▸ Document passage:
Content starts

The latest new vehicle sales data from California New Car Dealers Association indicates that while still projected to be at the fourth highest level during the past 11 years, new vehicle sales in California are now expected to be just shy of 2 million for the year.  Q3 deliveries for battery electric plug-ins (BEVs) continued to be up primarily as a result of Tesla fulfilling reservations for Model 3 made in prior quarters beginning in 2017.  Total PEV sales (plug-in hybrids and BEVs) were up due to this factor and the continued shift from standard hybrid to PEV sales.  Key findings from the data:

Light Trucks at 55% of Sales

    • Light truck market share was 55.5%, up from 51.3% in Q2 2017, as consumers continue to show a preference for this type of vehicle.
    • Consumer shifts to light trucks for the US outside California was even more pronounced, accounting for 71.3% of new light vehicle sales in this quarter. The potential for California’s ZEV policies to be replicated beyond its borders remains low as the market segment targeted by most PEV models—cars—continues to contract as a result of consumer preferences.  This trend is evident in GM’s recent announcement on the likely closing of three plants producing sedans (including the Volt PHEV) in order to move the company’s focus more to the light trucks/SUVs/crossovers consumers are buying as well as electric vehicles—which produce the credits needed to stay in compliance with both CAFE and ZEV regulations while enabling continued sales of the more profitable light truck models.  This action follows on similar but earlier moves by Ford and Fiat Chrysler.
    • The trend towards light trucks continues in spite of higher fuel prices. The average California price for regular gas in Q3 2018 was $3.64 a gallon, 19.5% higher than the prior year’s $3.05.

PEV Sales Up in 3rd Quarter

2018:Q3 2017:Q3
number mkt share number mkt share
BEV 28,371 5.7% 12,796 2.5%
PHEV 15,915 3.2% 10,540 2.0%
   PEV 44,286 8.9% 23,336 4.5%
HEV 22.178 4.4% 23,611 4.6%
   Total 66,464 13.3% 46,947 9.1%

Source:  Derived from California New Car Dealers Association

  • BEV sales saw a substantial increase (from 2.5% to 5.7% share of total sales), but primarily as a result of Tesla’s escalating delivery of vehicles from sales essentially made in prior quarters beginning in summer 2017. Tesla sales volume in this quarter was 22,758 (all models), or 80% of all BEVs sold in the state.  While the BEV component is likely to continue rising in the next few quarters as Tesla continues to ramp up production to deliver on its backlog of order deposits, the longer term market penetration of BEVs will not become clear until sales conditions work through this current extraneous factor affecting the data.  Tesla stopped taking reservations in July 2018 and has since moved to a direct order system, a change that will bring the data closer to its actual trend in the coming quarters.

Content ends

▸ Instruction A:
Update the records, starting at their first line and going on through the line with "positive clicks: (577, 50)", so that "prompts" becomes "cues" and nothing else changes. Leave the pictures out of your answer.
The passage and the records that come next are separate material with no connection to each other.

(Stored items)
Content starts

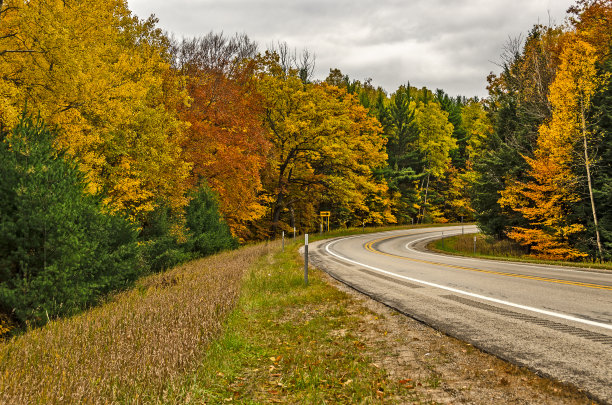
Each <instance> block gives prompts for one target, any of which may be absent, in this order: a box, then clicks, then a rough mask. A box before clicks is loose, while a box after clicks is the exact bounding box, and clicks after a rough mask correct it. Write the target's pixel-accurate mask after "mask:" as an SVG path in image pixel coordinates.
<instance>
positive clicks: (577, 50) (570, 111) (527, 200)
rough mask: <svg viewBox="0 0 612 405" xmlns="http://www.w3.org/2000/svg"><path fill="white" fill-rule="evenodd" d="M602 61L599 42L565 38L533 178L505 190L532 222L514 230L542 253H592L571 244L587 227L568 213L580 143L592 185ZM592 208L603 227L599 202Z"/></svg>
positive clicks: (573, 192) (510, 204)
mask: <svg viewBox="0 0 612 405" xmlns="http://www.w3.org/2000/svg"><path fill="white" fill-rule="evenodd" d="M596 61H597V55H596V50H595V48H593V47H592V46H591V45H590V44H589V43H587V42H585V41H582V40H581V39H580V38H578V37H577V36H576V35H571V36H570V37H569V38H568V40H567V41H566V42H565V46H564V49H563V51H562V53H561V61H560V66H559V68H558V71H557V75H556V76H555V80H554V82H553V83H552V85H551V86H550V92H549V101H550V103H551V106H552V110H553V113H552V118H551V120H550V122H548V123H547V124H544V125H542V126H541V127H540V130H539V135H538V139H537V149H536V151H535V153H534V158H533V159H529V158H526V159H527V162H528V163H529V165H530V171H529V176H530V177H531V178H532V181H531V182H529V183H516V182H515V183H512V184H511V185H510V186H509V187H507V188H506V190H504V191H503V192H502V198H501V199H500V204H502V205H503V206H506V207H509V208H511V209H513V210H515V211H518V212H520V213H522V214H523V216H524V217H525V219H527V220H528V222H529V224H530V227H529V228H525V227H515V228H513V229H512V231H510V232H509V233H508V236H509V237H510V238H512V239H514V240H516V241H518V242H519V243H521V244H523V245H527V246H530V247H531V249H532V250H533V251H534V252H535V255H536V256H538V257H543V258H551V259H576V258H580V257H584V256H586V254H585V253H582V252H580V251H578V250H577V249H575V248H572V247H571V246H570V237H571V236H572V235H573V234H575V233H578V232H582V231H583V230H584V226H583V225H581V224H576V223H571V221H570V220H569V219H568V218H569V214H570V212H571V209H570V205H571V204H572V203H575V202H577V201H579V200H580V197H579V196H578V195H577V192H576V188H577V185H578V182H579V178H578V177H577V176H576V174H574V172H573V171H572V164H573V162H575V161H576V157H575V156H574V154H575V152H574V151H575V146H576V145H577V144H578V145H579V144H581V143H582V144H583V145H584V164H585V168H586V172H587V176H586V178H587V180H588V182H589V189H590V172H589V157H588V153H587V139H588V137H589V134H588V132H587V130H586V125H585V111H586V109H587V108H588V106H589V104H590V99H591V97H592V95H593V94H594V93H595V91H596V89H597V87H598V85H599V80H600V79H599V78H597V71H596V68H595V62H596ZM591 195H592V194H591ZM591 200H592V198H591ZM592 208H593V216H594V220H595V224H596V227H597V217H596V212H595V206H594V204H592ZM597 236H599V235H597ZM597 239H599V237H598V238H597Z"/></svg>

Content ends

▸ Instruction B:
In the passage on California new vehicle sales, why did battery electric vehicle sales jump so much in the third quarter of 2018?

▸ Worked solution A:
Each <instance> block gives cues for one target, any of which may be absent, in this order: a box, then clicks, then a rough mask. A box before clicks is loose, while a box after clicks is the exact bounding box, and clicks after a rough mask correct it. Write the target's pixel-accurate mask after "mask:" as an SVG path in image pixel coordinates.
<instance>
positive clicks: (577, 50) (570, 111) (527, 200)

▸ Worked solution B:
The rise came mainly from Tesla delivering vehicles on sales essentially made in earlier quarters, as it filled Model 3 reservations going back to 2017. Tesla's 22,758 units that quarter were 80% of all BEVs sold in the state.